Pick out each line below that contains the word "mane". Letter case matters.

+++ DATA SECTION +++

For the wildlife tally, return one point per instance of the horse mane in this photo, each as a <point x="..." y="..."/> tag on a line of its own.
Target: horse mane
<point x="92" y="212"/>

+++
+++ DATA SECTION +++

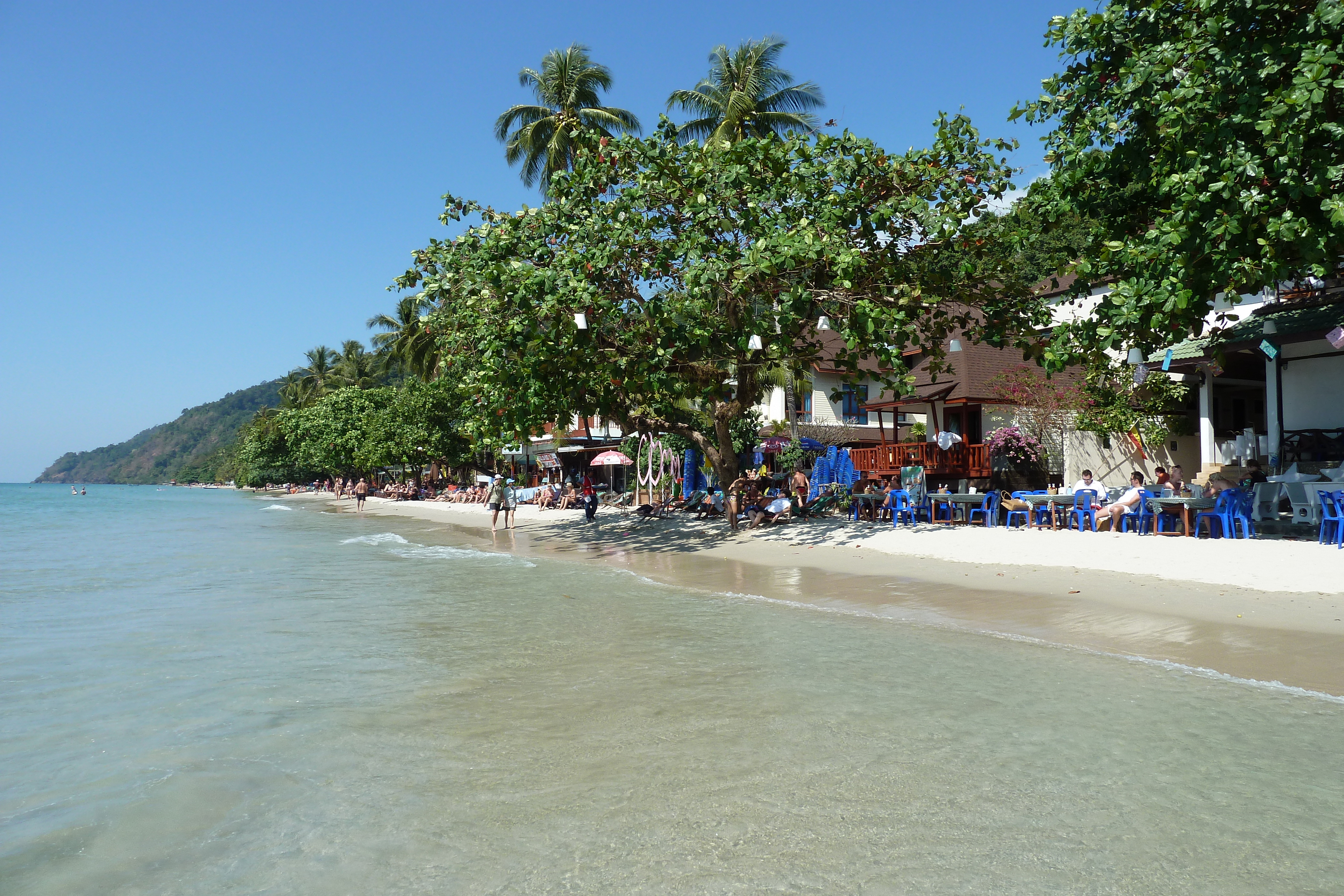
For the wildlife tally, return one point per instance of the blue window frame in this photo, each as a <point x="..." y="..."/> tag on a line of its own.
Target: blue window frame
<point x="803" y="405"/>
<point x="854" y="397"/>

+++
+++ DATA SECTION +++

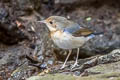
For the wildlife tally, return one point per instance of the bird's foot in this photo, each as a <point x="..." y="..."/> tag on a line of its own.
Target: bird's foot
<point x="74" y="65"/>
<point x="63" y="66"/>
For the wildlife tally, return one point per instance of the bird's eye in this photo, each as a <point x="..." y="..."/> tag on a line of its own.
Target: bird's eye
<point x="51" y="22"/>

+++

| ANSWER |
For the wildlife tally, return one point per instance of the horse mane in this photo, each as a <point x="..." y="..."/> tag on a line of its own.
Target: horse mane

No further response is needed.